- WORK ORDER:
The answer must be an exact copy of every record.

** Opening MATERIAL FOR THIS TASK block **

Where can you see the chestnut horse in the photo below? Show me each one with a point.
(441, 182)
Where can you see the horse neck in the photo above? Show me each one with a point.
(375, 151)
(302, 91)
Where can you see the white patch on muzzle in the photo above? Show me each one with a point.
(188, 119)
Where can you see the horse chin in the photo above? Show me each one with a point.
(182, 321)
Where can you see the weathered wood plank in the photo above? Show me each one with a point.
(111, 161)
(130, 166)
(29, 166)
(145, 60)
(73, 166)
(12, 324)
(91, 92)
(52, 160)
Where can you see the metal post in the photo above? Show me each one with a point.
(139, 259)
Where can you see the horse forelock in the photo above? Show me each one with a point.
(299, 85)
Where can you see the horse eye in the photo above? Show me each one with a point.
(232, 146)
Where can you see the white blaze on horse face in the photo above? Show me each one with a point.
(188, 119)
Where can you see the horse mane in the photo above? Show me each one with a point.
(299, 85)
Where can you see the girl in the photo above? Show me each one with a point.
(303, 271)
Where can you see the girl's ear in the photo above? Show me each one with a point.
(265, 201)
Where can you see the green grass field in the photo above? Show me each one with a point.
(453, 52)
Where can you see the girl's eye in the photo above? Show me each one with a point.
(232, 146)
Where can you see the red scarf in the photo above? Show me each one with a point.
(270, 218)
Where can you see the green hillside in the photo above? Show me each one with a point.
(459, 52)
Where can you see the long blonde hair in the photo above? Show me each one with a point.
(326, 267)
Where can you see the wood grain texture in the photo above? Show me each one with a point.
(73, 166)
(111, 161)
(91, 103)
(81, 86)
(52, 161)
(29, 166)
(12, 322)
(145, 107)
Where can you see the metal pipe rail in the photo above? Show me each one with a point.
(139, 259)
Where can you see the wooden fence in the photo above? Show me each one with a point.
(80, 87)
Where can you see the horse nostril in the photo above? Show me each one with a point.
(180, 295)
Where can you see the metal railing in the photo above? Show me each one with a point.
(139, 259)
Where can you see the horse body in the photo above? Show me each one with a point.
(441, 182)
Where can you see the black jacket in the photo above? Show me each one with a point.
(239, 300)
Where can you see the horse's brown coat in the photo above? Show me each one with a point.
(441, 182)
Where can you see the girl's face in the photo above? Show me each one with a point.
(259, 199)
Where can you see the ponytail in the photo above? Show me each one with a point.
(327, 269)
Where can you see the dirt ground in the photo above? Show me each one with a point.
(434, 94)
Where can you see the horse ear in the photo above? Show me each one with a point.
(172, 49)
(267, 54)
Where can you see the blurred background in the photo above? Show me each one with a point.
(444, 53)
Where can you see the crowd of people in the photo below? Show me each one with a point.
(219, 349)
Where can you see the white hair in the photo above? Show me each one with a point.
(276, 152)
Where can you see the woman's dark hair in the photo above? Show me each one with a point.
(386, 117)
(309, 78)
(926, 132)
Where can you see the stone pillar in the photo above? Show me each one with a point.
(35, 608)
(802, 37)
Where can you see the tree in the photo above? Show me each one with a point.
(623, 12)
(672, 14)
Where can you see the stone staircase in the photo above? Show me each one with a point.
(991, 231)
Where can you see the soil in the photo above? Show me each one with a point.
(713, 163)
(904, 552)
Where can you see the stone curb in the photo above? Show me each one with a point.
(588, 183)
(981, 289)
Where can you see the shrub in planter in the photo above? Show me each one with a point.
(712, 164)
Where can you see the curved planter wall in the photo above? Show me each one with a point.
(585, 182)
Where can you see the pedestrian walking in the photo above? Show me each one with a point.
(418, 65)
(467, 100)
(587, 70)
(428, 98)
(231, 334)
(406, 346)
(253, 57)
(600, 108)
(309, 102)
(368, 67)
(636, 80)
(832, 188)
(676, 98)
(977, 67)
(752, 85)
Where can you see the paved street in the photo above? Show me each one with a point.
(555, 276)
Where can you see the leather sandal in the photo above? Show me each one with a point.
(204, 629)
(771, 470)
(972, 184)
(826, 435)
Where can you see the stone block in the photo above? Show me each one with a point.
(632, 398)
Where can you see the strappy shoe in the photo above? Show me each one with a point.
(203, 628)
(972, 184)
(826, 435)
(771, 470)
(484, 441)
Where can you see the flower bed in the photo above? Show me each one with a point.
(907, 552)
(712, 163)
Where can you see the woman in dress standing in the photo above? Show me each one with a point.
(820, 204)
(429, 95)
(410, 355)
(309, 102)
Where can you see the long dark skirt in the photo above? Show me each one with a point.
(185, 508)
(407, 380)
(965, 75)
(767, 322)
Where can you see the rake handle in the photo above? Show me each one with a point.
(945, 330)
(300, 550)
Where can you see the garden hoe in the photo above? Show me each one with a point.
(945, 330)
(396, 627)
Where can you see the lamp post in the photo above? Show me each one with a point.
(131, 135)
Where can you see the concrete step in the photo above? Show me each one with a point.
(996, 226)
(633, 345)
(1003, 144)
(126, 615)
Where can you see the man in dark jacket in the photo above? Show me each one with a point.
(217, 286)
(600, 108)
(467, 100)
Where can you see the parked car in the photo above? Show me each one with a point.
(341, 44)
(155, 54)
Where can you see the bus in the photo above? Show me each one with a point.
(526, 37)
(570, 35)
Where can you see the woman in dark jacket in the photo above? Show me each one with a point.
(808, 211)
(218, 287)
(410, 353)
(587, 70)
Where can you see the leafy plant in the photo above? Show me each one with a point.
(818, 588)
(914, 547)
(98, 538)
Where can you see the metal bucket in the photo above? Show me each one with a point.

** Closing MATERIAL FOR THIS TASK block **

- RESULT BELOW:
Where can you see the chestnut horse in the photo below? Show me each one with a point.
(441, 182)
Where can you see the horse neck in the photo above? Show me each one with a point.
(375, 151)
(302, 91)
Where can you see the white patch on muzzle in the photo above? Show me each one with a point.
(188, 119)
Where can you see the horse chin in the photo above? Show me each one with a point.
(182, 321)
Where can you see the weathered wood plank in the photo above? Show me each one with a point.
(111, 161)
(130, 166)
(29, 166)
(145, 60)
(73, 166)
(12, 324)
(91, 92)
(52, 160)
Where can you see the metal post in the photo above? Show me each one with a point.
(139, 259)
Where can you see the horse forelock in the photo above? Show me each one with a point.
(299, 85)
Where can you see the horse eye in the photo above? Show me each one with a point.
(232, 146)
Where can you see the white blaze on horse face in the photo above? Show me each one with a point.
(188, 119)
Where can you see the horse mane in the photo above? Show me each one with a point.
(299, 85)
Where can you see the girl in the photo above? Show me each one with a point.
(303, 271)
Where can you see the girl's ear in the photo above? Show me each one with a point.
(265, 201)
Where can you see the green grass field in the photo above? Show me each one with a point.
(453, 52)
Where can you see the girl's eye in the photo above? Show me each one with a point.
(232, 146)
Where can you see the red scarf in the photo above? Show me each one with a point.
(270, 218)
Where can you see the green hillside in the photo above? Show me each one with a point.
(459, 52)
Where can you see the long blonde hair in the photo above? Show me each one with a point.
(326, 267)
Where can you see the wood grain texture in the photo above? Show me each one with a point.
(73, 166)
(111, 161)
(91, 103)
(81, 86)
(52, 161)
(29, 166)
(12, 322)
(145, 107)
Where can you see the metal pipe rail in the photo above? Show me each one with a point.
(139, 259)
Where can you see the wooden fence in the photo above? Show me each one with a point.
(80, 87)
Where can you see the horse nostril in the photo above? Show me each one with a point.
(180, 295)
Where can you see the metal railing in the photo above? Show me each one with a point.
(139, 259)
Where can you see the horse body in the photo above? Show me each one with a point.
(441, 182)
Where can you see the black jacket in the photo above? Show me each one with a point.
(239, 300)
Where can you see the horse's brown coat in the photo above? Show me each one with a point.
(441, 182)
Where can you see the girl's face in the photo above? Show me each one with a point.
(259, 199)
Where can you see the ponytail in the photo above? Show me each one with a point.
(327, 269)
Where can you see the dirt ground in the photo above? Show me each one with a point.
(434, 94)
Where can you see the horse ear in the photo above? Show me each one with a point.
(172, 49)
(267, 54)
Where can you see the blurred background in the photo above? Show me each one with a point.
(444, 53)
Where can you see the crowd of people in the photo below? Show me each one with a point.
(219, 349)
Where can you see the white hair in the photo above? Show me each one with a point.
(276, 152)
Where can you see the woman's dark hair in the photo above? Show me each one with a point.
(386, 117)
(309, 78)
(926, 132)
Where can you see the stone pillar in the photo above? Show me each one with a point.
(35, 608)
(802, 37)
Where can you see the tree in the photo above? Show me each one with a point.
(623, 12)
(672, 14)
Where can you see the stone staircase in the photo above? Show me each one with a point.
(991, 231)
Where can you see the soil in the photo above? Show me each one with a point.
(713, 163)
(904, 552)
Where can you see the stone curb in the photo above? Show me each one with a point.
(588, 183)
(981, 289)
Where can you see the shrub in planter in the photo above? Show me each one with a point.
(712, 164)
Where can you see the curved planter wall in the photo above? Show me each one with a point.
(585, 182)
Where can you see the pedestrian walking in the photo above? Show me each one with a point.
(418, 65)
(467, 100)
(587, 70)
(428, 98)
(231, 334)
(406, 346)
(253, 57)
(600, 108)
(309, 102)
(368, 67)
(636, 80)
(832, 188)
(676, 98)
(977, 67)
(752, 85)
Where can you see the paved street in the photo above? Show me each one with a point.
(555, 276)
Where can you see the leather sandal in the photo above? Show me each one with a point.
(204, 629)
(771, 470)
(972, 184)
(826, 435)
Where can you see the stone block in the photo above? Show me each one with a point.
(632, 398)
Where can you see the strappy shoe in the photo above? Show me each one with a point.
(203, 628)
(972, 184)
(826, 435)
(771, 470)
(484, 441)
Where can you see the flower bed in the photo above? Show me each one with a point.
(907, 552)
(712, 163)
Where can you see the woman in dress standing in the photo above? Show me each one with a point.
(820, 204)
(429, 95)
(410, 355)
(309, 102)
Where can you see the long dark skirt in the photo above? Show me each one with a point.
(185, 508)
(407, 380)
(965, 75)
(767, 322)
Where can you see the rake handle in the photo above? Show me each one with a point.
(945, 330)
(300, 550)
Where can you see the garden hoe in the photo above? Show me each one with a point.
(945, 330)
(396, 627)
Where can you see the lamp post in the photo above? Show me each one with a point.
(131, 135)
Where can you see the concrete step in the photo above? Show me each one with a point.
(996, 226)
(633, 345)
(1003, 144)
(126, 615)
Where can you see the man in dark jacket in the photo above? Show me each one with a point.
(217, 286)
(600, 108)
(467, 100)
Where can you see the parked car in the photo above? Show me each one with a point.
(341, 44)
(155, 54)
Where can you see the bus in the photo above? Show me each one with a point.
(526, 37)
(570, 35)
Where can you see the woman in dark jacket in the photo above? Show me each one with a point.
(808, 211)
(218, 287)
(410, 353)
(587, 70)
Where can you see the leafy plant in the photo above? Show me each one with a point.
(818, 588)
(914, 547)
(98, 538)
Where can you see the metal bucket in the photo above? Show me each one with a point.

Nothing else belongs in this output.